=== Text to read ===
--- BEGIN ---

This past June 5, those of us in the underground pulp fiction scene lost one of our own. Mike Sheeter was a writer in the trenches who had done it all, from having his screenplays made into movies, to editing some of the biggest men's magazine in America, to writing corporate copy to keep the lights on. He was in the process of conquering crime fiction with his own unique vision when his heart stopped working right, and then stopped working altogether. We hope that Mike, looking down or up as the case may be, will get a smile out of the dubious honor of being eulogized in Out of the Gutter.
By Brian Murphy
He was Mr. Plaid back when I first met him online. “Big Daddy Thug,” Todd Robinson, creator of the now infamous Thuglit had just graciously run my first Costa Rican story I’d ever submitted. Sheeter also had a story running in that edition - #19. We ran head-on into each other over at Thuglit’s neglected, streaming comment section. Other than my own rambling madness, the only other author also dropping comments there was Mike Sheeter. Only he wasn’t calling himself that. I would for weeks, maybe months, call him Plaid. Mr. Plaid.
Mike was batshit-crazy about secrecy – security. I guess most of that came from the years and years Mike had been in the writing game. He’d done everything from screen plays when he was living out in LA, to sitting in as editor and chief for some of Americas legendary and sleazy publications: Hustler, Soldier Of Fortune – others, too many to list here.
This guy wrote the book on hip cynicism – always told me it came with the territory. Christ. The both of us together made Céline seem gentle by comparison. Oh yeah, Mike and I, we hated everything, especial no-talent writers who were getting big breaks. That was the thing about Mike. Guy could write. Plenty of readers out there can attest to this, especially old readers of Gutter.

--- END ---

=== Collected data ===
--- BEGIN ---

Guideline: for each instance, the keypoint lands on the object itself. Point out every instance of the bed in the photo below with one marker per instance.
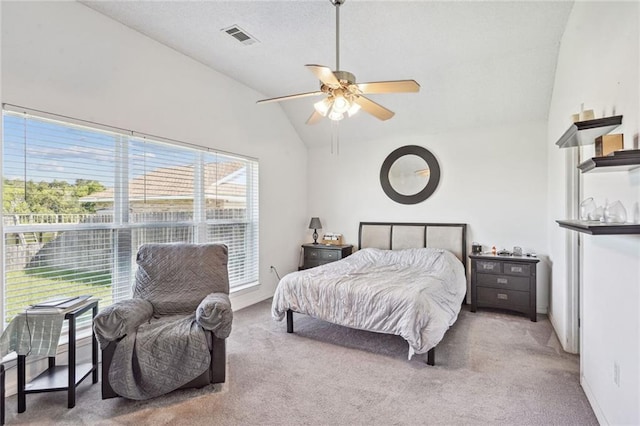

--- END ---

=== Goal 1 ===
List every publication named in the eulogy for Mike Sheeter.
=== Goal 2 ===
According to the eulogy for Mike Sheeter, what edition number of Thuglit also carried a story by Sheeter?

=== Problem solution 1 ===
Out of the Gutter, Thuglit, Hustler, Soldier Of Fortune

=== Problem solution 2 ===
#19